WHAT TO WORK ON: Reproduce the entries below word for word, from the first line through the line containing "x=130, y=18", with both of those lines included.

........

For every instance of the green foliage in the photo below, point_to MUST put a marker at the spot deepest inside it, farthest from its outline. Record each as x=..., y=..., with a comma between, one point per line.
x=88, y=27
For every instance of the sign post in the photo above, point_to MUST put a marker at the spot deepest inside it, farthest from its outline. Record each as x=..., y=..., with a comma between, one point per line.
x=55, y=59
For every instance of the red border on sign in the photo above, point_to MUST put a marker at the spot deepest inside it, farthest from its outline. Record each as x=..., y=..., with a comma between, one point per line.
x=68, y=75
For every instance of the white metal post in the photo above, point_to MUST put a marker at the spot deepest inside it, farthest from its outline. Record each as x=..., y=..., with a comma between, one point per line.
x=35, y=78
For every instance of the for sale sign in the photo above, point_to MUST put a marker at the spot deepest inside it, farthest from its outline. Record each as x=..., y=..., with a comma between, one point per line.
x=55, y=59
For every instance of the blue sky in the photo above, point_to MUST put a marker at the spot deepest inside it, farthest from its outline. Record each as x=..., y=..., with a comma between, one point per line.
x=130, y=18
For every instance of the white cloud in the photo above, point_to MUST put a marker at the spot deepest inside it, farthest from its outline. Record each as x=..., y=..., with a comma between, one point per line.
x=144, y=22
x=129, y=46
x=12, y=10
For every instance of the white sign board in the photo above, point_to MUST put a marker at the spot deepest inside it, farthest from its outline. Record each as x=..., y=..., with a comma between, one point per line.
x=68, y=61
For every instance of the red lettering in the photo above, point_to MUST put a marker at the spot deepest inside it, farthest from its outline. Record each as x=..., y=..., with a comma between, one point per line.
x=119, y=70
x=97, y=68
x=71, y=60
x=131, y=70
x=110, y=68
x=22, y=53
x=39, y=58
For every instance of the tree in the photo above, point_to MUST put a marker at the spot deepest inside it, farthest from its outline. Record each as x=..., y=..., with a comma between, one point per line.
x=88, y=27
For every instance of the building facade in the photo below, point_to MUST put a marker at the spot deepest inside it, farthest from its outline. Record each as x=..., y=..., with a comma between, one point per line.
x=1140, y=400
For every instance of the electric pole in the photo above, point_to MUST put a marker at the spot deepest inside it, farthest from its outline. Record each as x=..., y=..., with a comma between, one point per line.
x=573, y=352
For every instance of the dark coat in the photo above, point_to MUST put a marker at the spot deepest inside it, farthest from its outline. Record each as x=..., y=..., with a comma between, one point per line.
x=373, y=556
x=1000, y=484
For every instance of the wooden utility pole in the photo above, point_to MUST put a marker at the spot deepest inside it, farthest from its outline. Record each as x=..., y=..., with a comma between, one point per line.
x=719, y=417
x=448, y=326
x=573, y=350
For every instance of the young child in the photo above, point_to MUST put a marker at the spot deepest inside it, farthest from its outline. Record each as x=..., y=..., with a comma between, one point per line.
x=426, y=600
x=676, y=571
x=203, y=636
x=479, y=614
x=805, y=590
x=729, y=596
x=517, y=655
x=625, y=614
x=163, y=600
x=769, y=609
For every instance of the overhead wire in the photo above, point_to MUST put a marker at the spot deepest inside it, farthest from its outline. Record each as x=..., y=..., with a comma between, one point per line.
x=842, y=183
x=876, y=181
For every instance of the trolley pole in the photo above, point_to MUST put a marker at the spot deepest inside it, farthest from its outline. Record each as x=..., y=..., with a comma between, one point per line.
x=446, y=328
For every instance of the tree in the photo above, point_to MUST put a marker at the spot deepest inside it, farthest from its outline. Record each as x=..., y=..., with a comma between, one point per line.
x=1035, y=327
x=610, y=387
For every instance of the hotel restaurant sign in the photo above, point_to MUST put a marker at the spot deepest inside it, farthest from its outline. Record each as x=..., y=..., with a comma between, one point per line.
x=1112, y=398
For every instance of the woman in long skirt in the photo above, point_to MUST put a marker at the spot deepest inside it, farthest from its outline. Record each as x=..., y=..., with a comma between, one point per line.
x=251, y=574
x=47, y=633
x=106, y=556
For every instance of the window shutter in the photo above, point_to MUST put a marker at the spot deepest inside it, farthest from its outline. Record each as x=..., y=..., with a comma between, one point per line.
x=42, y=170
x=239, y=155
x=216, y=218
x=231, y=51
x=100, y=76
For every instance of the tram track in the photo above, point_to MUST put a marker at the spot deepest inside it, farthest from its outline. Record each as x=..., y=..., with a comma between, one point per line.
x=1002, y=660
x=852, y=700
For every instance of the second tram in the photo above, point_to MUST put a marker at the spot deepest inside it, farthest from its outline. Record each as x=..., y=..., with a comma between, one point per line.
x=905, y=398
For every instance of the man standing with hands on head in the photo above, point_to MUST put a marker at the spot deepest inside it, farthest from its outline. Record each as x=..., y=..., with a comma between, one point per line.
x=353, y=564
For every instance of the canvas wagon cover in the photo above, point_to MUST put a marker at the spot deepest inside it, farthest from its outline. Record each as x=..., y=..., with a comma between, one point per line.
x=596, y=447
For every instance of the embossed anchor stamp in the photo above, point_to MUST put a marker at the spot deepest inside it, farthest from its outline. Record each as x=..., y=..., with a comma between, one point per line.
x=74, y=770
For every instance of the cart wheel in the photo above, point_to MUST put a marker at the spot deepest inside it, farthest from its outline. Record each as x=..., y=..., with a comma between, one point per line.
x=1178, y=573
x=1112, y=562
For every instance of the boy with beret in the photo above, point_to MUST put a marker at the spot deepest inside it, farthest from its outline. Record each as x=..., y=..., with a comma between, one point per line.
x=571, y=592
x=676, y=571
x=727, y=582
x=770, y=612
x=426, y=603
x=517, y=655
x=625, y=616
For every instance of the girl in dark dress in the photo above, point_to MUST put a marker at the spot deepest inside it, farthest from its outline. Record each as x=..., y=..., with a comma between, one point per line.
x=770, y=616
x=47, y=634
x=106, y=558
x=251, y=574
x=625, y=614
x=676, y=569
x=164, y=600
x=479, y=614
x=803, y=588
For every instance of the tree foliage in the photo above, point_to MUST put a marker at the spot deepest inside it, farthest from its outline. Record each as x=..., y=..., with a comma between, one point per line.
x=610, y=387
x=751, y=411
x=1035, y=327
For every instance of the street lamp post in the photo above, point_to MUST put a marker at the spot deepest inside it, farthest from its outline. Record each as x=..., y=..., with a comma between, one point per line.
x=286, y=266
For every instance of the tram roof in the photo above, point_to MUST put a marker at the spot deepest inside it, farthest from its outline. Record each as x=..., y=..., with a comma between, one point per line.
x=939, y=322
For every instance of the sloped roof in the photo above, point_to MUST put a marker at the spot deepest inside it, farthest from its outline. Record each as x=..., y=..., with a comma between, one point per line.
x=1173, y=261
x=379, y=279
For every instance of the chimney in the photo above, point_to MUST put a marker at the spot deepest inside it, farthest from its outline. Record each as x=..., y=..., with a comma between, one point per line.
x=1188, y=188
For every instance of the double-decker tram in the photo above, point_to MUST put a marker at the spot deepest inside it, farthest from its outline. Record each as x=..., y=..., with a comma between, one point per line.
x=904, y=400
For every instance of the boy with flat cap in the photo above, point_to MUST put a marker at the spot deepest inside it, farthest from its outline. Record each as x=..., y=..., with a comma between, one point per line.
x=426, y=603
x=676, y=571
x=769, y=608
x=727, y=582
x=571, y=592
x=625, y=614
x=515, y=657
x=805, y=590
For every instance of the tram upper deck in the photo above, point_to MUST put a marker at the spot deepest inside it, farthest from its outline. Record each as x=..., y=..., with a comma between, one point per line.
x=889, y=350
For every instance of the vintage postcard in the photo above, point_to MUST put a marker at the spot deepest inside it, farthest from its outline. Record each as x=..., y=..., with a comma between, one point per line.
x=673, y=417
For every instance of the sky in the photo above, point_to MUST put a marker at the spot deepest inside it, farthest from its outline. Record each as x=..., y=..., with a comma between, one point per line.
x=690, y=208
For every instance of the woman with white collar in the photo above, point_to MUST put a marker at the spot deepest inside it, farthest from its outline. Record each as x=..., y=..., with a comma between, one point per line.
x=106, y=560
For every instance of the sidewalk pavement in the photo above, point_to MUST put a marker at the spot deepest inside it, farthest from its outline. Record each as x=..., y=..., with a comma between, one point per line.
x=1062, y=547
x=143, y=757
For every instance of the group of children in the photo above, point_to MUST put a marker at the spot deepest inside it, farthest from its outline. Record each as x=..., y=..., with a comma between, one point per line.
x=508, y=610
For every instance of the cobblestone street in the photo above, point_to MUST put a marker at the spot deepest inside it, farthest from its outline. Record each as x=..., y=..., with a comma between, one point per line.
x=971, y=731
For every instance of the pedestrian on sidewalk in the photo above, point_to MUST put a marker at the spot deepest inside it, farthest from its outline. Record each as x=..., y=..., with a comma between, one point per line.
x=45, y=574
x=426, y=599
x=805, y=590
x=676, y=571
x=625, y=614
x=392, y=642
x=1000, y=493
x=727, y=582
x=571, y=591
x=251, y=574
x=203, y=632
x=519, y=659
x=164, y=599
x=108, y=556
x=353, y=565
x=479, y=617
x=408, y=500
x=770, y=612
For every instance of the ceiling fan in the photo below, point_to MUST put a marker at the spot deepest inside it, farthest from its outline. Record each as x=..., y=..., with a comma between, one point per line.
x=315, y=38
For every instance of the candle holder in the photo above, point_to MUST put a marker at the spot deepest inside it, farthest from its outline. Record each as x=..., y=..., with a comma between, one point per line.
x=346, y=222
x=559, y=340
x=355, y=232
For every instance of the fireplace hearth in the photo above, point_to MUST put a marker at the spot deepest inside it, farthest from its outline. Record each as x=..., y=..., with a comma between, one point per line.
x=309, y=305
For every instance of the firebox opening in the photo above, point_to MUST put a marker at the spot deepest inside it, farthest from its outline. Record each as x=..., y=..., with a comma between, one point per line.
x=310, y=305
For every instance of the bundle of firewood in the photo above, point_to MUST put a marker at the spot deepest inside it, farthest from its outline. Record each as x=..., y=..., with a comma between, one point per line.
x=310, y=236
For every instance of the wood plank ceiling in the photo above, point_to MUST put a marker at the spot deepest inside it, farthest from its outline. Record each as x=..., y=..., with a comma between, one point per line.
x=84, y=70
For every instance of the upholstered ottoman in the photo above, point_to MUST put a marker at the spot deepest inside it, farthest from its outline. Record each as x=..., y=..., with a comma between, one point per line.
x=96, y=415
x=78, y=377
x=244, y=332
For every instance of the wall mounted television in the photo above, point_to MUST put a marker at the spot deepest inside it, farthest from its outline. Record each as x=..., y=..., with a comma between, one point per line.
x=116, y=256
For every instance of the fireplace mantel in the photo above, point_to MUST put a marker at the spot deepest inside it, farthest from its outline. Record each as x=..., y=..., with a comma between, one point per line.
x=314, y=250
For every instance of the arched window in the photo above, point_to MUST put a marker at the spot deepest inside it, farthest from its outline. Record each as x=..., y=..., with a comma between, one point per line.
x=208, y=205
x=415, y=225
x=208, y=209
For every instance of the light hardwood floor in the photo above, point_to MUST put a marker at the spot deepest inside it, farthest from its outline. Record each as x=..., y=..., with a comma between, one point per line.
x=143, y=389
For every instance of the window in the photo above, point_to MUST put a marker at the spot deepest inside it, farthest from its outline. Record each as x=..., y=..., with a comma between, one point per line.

........

RESPONSE BELOW:
For every instance of the green foliage in the photo below, point_to MUST put a marker at the spot deepest inside it, farthest from its outline. Record each as x=..., y=..., with a comma between, one point per line.
x=88, y=27
For every instance of the sign post in the photo above, point_to MUST put a marker at the spot deepest inside it, farthest from its outline. Record each as x=..., y=..., with a comma between, one point per line.
x=55, y=59
For every instance of the red border on sign in the photo above, point_to MUST put a marker at the spot deepest inside it, farthest from its outline. Record each as x=..., y=..., with a comma between, one point per line.
x=68, y=75
For every instance of the white metal post in the photo above, point_to MUST put a marker at the spot deepest inside it, farthest from its outline. Record each as x=..., y=..., with a comma between, one point per line.
x=35, y=78
For every instance of the for sale sign in the photo above, point_to MUST put a marker at the spot deepest inside it, farthest from its outline. Record each as x=..., y=..., with a comma between, one point per line.
x=55, y=59
For every instance of the blue sky in the photo above, point_to MUST put a marker at the spot deepest inside it, farthest from its outline. Record each as x=..., y=..., with a comma between, one point per line.
x=130, y=18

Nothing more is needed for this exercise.